--- EXTRACTED MATERIAL Enclosed Below ---
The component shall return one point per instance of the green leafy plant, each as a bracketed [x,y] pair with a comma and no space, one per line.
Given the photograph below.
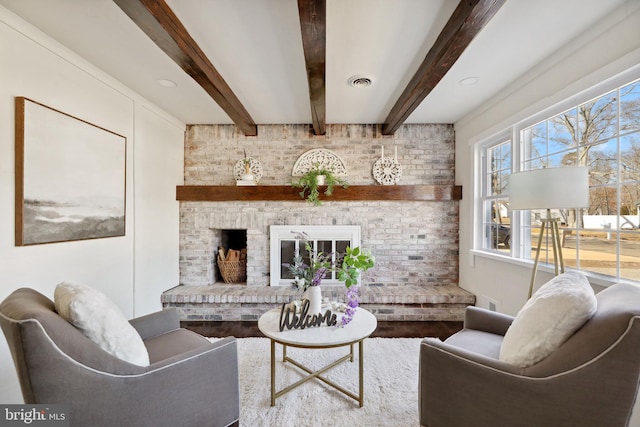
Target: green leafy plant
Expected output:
[354,262]
[309,184]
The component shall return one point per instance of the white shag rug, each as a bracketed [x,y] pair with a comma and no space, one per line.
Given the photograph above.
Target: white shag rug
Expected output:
[390,386]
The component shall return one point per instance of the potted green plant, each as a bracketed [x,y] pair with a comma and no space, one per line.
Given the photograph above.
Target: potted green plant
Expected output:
[316,177]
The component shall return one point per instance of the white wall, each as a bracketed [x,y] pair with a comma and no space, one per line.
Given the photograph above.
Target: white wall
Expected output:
[132,270]
[604,51]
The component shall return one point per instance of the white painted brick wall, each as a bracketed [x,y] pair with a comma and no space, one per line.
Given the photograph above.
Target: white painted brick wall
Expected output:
[413,242]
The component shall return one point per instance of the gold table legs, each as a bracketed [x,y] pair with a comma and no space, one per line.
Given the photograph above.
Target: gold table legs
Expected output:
[318,374]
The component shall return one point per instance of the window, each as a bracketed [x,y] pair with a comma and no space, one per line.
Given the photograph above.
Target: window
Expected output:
[496,224]
[603,134]
[326,239]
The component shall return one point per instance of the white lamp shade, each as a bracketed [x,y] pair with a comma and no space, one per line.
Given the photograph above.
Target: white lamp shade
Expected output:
[550,188]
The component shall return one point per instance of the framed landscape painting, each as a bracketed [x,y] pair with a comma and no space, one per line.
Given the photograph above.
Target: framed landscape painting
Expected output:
[70,177]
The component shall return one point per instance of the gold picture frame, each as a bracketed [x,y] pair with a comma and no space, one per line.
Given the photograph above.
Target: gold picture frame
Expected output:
[70,177]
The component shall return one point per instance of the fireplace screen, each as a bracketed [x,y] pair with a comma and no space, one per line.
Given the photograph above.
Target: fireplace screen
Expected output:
[326,239]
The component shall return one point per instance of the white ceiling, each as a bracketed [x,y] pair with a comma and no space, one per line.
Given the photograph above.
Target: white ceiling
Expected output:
[256,46]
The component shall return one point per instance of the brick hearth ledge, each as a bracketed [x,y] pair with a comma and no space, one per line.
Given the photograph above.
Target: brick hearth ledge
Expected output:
[387,302]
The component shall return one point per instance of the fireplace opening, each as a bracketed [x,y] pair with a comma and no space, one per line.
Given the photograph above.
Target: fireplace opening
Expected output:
[231,260]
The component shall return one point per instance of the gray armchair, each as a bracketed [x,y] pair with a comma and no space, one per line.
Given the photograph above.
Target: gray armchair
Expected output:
[591,380]
[190,381]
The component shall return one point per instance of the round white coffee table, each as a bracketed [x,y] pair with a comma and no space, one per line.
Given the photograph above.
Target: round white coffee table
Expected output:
[323,337]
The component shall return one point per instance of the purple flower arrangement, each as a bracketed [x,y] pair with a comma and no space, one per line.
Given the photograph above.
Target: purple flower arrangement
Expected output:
[347,267]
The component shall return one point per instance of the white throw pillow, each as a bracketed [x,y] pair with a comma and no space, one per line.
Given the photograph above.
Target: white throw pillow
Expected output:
[558,309]
[100,320]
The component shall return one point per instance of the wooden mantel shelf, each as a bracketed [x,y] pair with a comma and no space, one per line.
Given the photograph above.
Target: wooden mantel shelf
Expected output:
[220,193]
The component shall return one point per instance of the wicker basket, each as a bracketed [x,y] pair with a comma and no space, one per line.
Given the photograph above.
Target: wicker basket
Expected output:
[233,271]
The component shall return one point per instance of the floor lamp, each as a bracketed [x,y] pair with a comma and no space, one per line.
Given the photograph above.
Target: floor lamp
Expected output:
[550,188]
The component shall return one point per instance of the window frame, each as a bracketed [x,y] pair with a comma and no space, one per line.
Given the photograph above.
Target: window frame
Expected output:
[514,132]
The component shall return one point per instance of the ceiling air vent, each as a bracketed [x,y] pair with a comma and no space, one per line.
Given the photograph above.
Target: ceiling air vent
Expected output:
[360,81]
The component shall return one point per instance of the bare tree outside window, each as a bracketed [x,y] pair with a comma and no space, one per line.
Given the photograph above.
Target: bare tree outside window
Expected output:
[604,135]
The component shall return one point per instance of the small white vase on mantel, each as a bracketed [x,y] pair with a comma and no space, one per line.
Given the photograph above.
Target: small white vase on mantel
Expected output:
[314,295]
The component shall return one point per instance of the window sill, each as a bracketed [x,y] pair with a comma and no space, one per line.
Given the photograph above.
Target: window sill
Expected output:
[594,278]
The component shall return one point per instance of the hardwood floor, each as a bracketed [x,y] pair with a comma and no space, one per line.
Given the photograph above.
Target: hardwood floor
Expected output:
[396,329]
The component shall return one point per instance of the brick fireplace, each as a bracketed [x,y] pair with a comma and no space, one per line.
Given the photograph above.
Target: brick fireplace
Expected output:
[415,242]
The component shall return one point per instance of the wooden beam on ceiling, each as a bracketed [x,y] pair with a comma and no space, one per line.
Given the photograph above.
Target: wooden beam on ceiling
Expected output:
[157,20]
[465,23]
[313,15]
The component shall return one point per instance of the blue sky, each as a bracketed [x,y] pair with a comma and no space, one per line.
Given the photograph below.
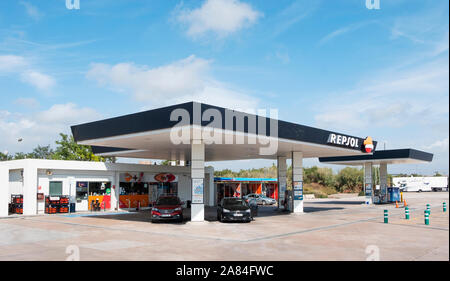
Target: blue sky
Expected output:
[330,64]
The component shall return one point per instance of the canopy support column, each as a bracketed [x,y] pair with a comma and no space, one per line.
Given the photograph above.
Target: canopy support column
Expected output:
[198,178]
[383,182]
[297,181]
[368,184]
[30,189]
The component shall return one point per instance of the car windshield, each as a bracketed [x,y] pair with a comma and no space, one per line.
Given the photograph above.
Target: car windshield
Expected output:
[234,202]
[168,201]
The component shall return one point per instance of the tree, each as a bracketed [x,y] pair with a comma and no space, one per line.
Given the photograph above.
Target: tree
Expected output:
[68,149]
[41,152]
[5,157]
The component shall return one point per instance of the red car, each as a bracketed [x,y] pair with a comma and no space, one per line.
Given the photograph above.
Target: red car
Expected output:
[167,208]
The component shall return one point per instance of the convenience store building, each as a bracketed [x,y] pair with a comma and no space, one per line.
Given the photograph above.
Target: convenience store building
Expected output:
[193,133]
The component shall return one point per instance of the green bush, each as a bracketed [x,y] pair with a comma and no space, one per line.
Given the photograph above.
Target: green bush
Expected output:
[350,179]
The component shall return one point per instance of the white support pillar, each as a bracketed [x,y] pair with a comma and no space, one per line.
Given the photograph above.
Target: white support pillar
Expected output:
[211,186]
[282,180]
[30,189]
[4,191]
[368,184]
[198,178]
[383,182]
[297,181]
[115,192]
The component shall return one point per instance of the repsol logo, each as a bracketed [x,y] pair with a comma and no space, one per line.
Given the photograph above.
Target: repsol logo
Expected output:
[343,140]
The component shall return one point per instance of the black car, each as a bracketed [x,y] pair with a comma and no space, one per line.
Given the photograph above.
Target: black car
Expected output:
[233,209]
[167,208]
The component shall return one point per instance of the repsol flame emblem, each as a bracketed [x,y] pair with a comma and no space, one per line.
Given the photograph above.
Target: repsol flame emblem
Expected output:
[368,144]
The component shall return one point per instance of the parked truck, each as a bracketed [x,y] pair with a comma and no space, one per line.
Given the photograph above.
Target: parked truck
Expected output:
[419,184]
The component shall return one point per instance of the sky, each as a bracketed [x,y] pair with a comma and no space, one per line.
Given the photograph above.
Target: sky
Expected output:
[335,65]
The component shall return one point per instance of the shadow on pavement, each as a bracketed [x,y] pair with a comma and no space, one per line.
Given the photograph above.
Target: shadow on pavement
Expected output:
[338,202]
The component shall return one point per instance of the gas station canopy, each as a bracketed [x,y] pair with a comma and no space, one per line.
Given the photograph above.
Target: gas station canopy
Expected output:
[395,156]
[148,134]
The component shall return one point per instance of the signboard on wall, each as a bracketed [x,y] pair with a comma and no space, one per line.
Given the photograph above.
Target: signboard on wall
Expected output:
[368,190]
[147,177]
[282,194]
[197,191]
[298,190]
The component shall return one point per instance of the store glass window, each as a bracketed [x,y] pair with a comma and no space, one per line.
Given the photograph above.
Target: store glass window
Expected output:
[133,188]
[55,188]
[82,190]
[99,188]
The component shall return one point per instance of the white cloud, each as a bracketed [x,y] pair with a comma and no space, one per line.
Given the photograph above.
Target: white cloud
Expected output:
[27,102]
[222,17]
[391,100]
[12,64]
[31,10]
[42,127]
[39,80]
[441,145]
[343,30]
[185,80]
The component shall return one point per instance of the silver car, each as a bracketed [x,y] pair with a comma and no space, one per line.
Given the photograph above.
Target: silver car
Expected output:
[260,199]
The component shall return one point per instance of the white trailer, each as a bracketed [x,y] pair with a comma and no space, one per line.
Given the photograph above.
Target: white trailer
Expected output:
[419,184]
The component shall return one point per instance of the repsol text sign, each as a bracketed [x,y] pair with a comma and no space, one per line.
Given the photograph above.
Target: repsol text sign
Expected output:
[343,140]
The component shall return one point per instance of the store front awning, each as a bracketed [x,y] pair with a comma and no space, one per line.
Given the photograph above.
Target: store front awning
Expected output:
[149,134]
[395,156]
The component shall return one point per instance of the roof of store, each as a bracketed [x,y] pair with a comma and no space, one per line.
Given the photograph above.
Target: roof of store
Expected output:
[147,134]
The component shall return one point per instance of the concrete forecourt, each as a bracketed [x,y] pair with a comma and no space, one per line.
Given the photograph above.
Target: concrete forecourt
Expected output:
[329,229]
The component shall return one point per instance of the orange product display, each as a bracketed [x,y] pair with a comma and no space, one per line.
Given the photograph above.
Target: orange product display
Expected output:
[104,200]
[131,201]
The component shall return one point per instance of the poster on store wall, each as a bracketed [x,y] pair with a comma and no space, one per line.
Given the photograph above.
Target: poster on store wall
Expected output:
[197,191]
[282,194]
[147,177]
[298,190]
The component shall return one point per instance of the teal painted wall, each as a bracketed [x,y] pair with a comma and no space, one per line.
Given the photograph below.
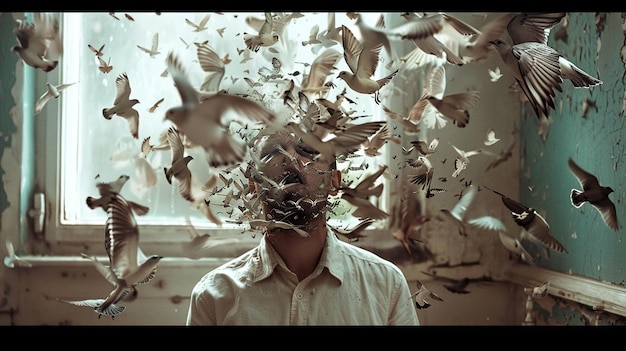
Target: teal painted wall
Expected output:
[595,141]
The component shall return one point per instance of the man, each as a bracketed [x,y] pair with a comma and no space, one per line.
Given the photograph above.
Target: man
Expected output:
[300,273]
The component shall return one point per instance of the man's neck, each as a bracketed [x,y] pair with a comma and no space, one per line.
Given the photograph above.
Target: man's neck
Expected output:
[300,254]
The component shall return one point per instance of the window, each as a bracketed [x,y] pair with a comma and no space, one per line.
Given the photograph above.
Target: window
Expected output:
[82,147]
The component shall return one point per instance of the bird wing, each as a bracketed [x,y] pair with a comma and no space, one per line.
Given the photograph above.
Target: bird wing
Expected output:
[352,49]
[122,85]
[122,234]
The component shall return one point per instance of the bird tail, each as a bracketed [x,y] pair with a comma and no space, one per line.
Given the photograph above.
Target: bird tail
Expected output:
[576,197]
[106,113]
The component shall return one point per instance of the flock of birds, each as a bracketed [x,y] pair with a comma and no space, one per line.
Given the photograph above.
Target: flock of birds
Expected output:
[223,123]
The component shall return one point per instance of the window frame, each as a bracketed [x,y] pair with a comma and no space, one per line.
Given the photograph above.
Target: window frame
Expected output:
[71,239]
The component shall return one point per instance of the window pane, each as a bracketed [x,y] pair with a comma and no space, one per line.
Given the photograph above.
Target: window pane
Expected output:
[95,149]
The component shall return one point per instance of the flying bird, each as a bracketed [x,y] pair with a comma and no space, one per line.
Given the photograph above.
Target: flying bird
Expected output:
[39,41]
[129,266]
[539,70]
[593,193]
[154,49]
[362,61]
[531,222]
[179,168]
[201,25]
[109,189]
[265,37]
[206,123]
[123,105]
[423,295]
[53,91]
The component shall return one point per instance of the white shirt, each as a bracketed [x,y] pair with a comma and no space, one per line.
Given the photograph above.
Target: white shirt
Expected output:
[349,286]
--- End of Enclosed EXTRACTED MATERIAL ---
#### YOUR ASSIGNMENT:
Among the records, how many lines include the string "signboard"? State the number and add nothing.

#### RESPONSE TO THIS EXERCISE:
2